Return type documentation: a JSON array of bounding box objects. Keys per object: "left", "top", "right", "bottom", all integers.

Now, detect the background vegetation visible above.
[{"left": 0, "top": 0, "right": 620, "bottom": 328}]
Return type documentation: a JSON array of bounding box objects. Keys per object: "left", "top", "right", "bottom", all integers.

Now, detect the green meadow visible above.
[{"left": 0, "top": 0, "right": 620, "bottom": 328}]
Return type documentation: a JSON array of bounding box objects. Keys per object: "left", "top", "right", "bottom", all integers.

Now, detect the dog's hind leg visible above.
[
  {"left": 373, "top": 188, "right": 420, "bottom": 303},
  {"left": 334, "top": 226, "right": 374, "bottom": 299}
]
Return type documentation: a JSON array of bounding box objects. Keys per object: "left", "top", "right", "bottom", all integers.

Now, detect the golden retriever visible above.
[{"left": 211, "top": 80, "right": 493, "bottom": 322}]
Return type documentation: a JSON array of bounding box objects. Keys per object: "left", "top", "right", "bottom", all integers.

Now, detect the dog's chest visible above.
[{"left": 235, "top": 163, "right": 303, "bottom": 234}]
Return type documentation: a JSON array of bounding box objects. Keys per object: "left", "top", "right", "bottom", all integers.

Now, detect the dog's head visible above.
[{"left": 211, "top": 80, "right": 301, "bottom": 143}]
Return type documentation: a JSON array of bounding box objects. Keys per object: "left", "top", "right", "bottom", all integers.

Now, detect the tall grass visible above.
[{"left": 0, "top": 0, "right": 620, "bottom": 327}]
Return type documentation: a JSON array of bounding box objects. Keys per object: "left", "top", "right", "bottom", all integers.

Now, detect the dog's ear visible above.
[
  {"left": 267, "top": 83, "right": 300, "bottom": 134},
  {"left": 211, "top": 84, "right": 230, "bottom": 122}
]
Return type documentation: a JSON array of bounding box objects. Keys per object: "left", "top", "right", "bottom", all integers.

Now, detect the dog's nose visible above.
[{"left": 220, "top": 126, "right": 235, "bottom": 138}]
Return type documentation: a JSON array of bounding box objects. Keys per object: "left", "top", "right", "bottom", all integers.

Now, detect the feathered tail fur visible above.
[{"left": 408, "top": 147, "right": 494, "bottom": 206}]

------------------------------------

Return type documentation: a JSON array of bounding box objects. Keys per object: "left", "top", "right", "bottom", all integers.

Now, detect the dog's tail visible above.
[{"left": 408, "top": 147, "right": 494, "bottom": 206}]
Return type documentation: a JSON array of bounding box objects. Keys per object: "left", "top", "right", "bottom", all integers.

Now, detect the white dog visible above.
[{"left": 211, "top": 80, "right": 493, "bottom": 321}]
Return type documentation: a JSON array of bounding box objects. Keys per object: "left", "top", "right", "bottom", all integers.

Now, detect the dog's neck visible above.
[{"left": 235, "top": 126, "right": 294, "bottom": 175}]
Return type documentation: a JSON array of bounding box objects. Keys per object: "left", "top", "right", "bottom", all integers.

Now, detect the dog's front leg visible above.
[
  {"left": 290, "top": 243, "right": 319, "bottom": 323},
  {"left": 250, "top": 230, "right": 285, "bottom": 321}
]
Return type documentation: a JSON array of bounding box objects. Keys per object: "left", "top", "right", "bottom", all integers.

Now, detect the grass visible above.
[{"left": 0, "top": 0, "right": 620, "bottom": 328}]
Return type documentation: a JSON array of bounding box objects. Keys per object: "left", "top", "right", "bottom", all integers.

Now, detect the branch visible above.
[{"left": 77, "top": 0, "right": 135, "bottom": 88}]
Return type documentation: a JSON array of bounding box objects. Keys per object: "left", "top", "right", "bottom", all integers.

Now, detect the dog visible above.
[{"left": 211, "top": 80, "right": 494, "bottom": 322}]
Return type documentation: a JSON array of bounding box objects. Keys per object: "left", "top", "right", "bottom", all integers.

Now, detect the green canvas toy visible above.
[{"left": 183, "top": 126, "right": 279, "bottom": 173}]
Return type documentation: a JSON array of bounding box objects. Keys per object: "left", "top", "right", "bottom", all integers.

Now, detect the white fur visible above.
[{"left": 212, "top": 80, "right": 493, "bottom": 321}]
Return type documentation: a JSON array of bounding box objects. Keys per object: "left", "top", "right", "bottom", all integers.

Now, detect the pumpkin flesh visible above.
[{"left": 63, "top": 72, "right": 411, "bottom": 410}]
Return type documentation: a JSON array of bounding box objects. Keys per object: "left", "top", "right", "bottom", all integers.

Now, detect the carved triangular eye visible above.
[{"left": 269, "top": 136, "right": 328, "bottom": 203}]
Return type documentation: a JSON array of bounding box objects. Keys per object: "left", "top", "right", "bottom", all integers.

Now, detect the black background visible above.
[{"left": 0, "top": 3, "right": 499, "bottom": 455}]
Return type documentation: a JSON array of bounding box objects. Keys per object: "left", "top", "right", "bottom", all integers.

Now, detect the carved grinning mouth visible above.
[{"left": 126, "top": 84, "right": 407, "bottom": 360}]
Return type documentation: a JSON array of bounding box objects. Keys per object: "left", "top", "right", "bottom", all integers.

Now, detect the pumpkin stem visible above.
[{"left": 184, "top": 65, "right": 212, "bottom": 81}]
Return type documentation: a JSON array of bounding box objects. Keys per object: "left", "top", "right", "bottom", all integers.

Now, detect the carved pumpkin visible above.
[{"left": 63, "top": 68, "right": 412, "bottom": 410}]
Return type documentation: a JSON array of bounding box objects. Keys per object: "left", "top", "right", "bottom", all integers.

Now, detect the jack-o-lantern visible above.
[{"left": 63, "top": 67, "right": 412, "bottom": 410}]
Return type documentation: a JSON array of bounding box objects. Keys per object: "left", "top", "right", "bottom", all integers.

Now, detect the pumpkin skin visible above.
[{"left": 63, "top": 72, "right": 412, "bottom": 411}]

------------------------------------

» **Ziel**
Ermitteln Sie in der obenstehenden Auflistung jede Zeile, die das Wort „grass“ enthält, und geben Sie diese Zeilen vollständig wieder. Achten Sie dabei auf Groß- und Kleinschreibung.

» **Lösung**
Now, detect the tall grass visible above.
Now, detect the grass visible above.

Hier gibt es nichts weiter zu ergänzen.